Extracted text section start

Freed, the court said, was acting in his personal capacity and had not engaged in state action. No law required him to operate a Facebook page as part of his duties, and he didn’t rely on government resources, such as staff, to manage it, the 6th Circuit found. The profile also didn’t belong to the city manager’s office, the appeals court concluded.

The second case involved Michelle O’Connor-Ratcliff, the current president of the Poway Unified School District Board of Education, and T.J. Zane, a former board member. Each made public Facebook pages while running for positions on the school board in 2014. O’Connor-Ratcliff also had a public Twitter page.

Christopher and Kimberly Garnier, residents of San Diego County whose three children were enrolled in the school district, interacted with the board members’ social media accounts frequently, often with “repetitious and non-responsive comments and replies” to their Facebook posts and tweets, according to court papers. In one instance, Christopher Garnier made the same comment on 42 different posts by O’Connor-Ratcliff, and issued the same reply to 226 of her tweets.

Extracted text section end
Entries supplied section start

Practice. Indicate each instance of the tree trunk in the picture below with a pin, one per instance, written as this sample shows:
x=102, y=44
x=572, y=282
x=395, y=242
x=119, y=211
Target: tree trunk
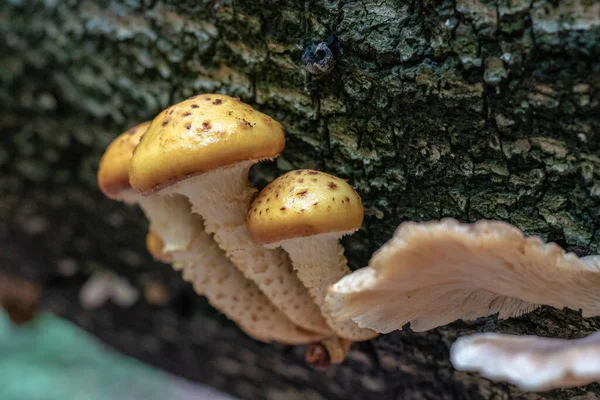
x=461, y=109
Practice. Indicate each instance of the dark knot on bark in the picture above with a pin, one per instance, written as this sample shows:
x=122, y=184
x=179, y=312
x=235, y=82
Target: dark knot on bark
x=319, y=58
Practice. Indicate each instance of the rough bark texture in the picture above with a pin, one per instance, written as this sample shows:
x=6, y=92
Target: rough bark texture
x=460, y=109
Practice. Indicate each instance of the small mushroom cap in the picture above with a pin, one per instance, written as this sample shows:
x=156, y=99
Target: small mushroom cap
x=304, y=203
x=531, y=362
x=200, y=134
x=155, y=245
x=433, y=273
x=113, y=171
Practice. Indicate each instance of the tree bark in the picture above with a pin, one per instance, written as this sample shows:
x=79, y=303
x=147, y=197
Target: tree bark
x=466, y=109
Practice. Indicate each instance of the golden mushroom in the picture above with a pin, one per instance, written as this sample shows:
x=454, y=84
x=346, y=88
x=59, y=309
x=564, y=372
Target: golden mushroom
x=203, y=148
x=433, y=273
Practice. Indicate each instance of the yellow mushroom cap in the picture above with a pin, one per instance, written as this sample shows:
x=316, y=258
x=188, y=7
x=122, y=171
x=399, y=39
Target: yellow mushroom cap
x=200, y=134
x=113, y=171
x=304, y=203
x=155, y=246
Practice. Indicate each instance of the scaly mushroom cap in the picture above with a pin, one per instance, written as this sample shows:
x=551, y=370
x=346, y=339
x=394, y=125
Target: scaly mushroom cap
x=200, y=134
x=532, y=363
x=155, y=245
x=113, y=171
x=433, y=273
x=304, y=203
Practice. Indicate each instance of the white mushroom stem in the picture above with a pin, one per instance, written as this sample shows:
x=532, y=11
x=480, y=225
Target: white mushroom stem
x=433, y=273
x=530, y=362
x=213, y=275
x=319, y=262
x=169, y=218
x=222, y=198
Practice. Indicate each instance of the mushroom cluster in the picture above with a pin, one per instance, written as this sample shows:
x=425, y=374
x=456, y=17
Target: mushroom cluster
x=272, y=261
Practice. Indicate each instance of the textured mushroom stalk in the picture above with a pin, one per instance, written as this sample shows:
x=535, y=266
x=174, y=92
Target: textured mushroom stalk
x=213, y=275
x=168, y=216
x=319, y=262
x=222, y=197
x=203, y=148
x=530, y=362
x=306, y=212
x=433, y=273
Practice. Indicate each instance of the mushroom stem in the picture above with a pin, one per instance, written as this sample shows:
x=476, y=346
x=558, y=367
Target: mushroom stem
x=169, y=218
x=319, y=262
x=222, y=198
x=214, y=276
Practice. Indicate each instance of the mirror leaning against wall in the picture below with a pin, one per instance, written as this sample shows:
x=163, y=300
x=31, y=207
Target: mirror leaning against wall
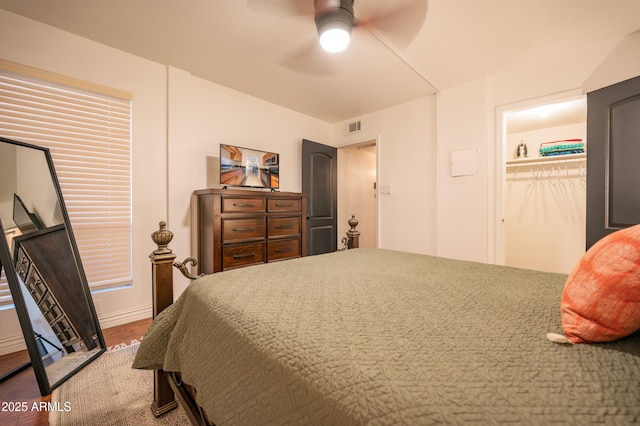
x=43, y=267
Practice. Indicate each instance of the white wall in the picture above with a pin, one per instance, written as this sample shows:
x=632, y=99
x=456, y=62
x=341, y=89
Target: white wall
x=203, y=115
x=406, y=165
x=40, y=46
x=545, y=205
x=467, y=117
x=178, y=123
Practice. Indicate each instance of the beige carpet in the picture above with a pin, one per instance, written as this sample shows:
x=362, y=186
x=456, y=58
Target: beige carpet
x=109, y=392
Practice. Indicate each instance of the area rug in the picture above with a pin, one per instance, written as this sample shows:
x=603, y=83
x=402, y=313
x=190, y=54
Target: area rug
x=109, y=392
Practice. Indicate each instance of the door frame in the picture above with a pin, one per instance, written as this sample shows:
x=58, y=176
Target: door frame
x=498, y=251
x=376, y=141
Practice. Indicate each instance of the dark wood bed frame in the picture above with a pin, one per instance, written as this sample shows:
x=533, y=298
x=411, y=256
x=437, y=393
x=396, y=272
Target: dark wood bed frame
x=168, y=388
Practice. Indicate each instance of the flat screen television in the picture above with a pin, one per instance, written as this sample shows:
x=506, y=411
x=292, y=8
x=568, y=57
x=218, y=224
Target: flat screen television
x=248, y=167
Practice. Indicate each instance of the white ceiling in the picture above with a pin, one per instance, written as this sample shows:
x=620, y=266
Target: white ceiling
x=272, y=54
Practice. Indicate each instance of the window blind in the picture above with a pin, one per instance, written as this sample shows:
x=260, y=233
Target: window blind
x=88, y=131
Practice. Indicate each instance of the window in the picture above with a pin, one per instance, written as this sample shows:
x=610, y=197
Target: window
x=87, y=128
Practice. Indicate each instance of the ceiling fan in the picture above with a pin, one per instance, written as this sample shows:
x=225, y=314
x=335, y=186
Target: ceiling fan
x=395, y=26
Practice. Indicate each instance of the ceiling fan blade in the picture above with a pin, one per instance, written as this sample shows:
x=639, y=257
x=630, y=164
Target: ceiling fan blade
x=312, y=60
x=399, y=26
x=282, y=7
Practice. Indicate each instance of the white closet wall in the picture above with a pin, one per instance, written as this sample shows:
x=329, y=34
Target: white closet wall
x=545, y=202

Entries supplied section end

* _Your tasks_
• a. Decide whether each statement agrees with the passage on the social media court cases, answering yes or no and quoting the text's deciding words: (i) Freed relied on government staff to manage his Facebook page. (ii) O'Connor-Ratcliff and Zane each made public Facebook pages while running for the school board in 2014. (iii) Christopher Garnier posted the same comment on 226 of O'Connor-Ratcliff's Facebook posts.
• b. Write the next part of the passage on the social media court cases, continuing after its last sentence.

* _Answers to this exercise_
• a.
(i) No: "he didn’t rely on government resources, such as staff, to manage it"
(ii) Yes: "Each made public Facebook pages while running for positions on the school board in 2014."
(iii) No: "Christopher Garnier made the same comment on 42 different posts by O’Connor-Ratcliff, and issued the same reply to 226 of her tweets."

• b.
In response to the comments, O’Connor-Ratcliff and Zane blocked the Garniers from their social media accounts, which prompted the couple to sue. The Garniers argued the board members violated their First Amendment rights by blocking them on social media, which they claimed were public spaces.

A federal district court sided with the Garniers, concluding that O’Connor-Ratcliff and Zane blocking them amounted to state action. The board members, the court found, “swathed [their social media pages] in the trappings of [their] office” by listing their positions as board members, identifying themselves as government officials and listing a school district email address on the page, in O’Connor-Ratcliff’s case.

The U.S. Court of Appeals for the 9th Circuit upheld the lower court’s decision and concluded the Garniers’ First Amendment rights had been violated. O’Connor-Ratcliff and Zane “acted under color of state law by using their social media pages as public fora in carrying out their official duties” because “they clothed their pages in the authority of their offices and used their pages to communicate about their official duties.”

The Supreme Court’s ruling

Writing for the unanimous court, Barrett said that the distinction between private conduct and state action “turns on substance, not labels: Private parties can act with the authority of the state, and state officials have private lives and their own constitutional rights.”

She emphasized that while a social media profile’s appearance and function are relevant for one prong of the new test, whether a public official has actual power to speak for the government is crucial.

Lindke, the court’s opinion said, “imagines that Freed can conjure the power of the state through his own efforts. Yet the presence of state authority must be real, not a mirage.”

Barrett wrote that any alleged censorship by a public official must be connected to speech on a matter within that official’s “bailiwick.”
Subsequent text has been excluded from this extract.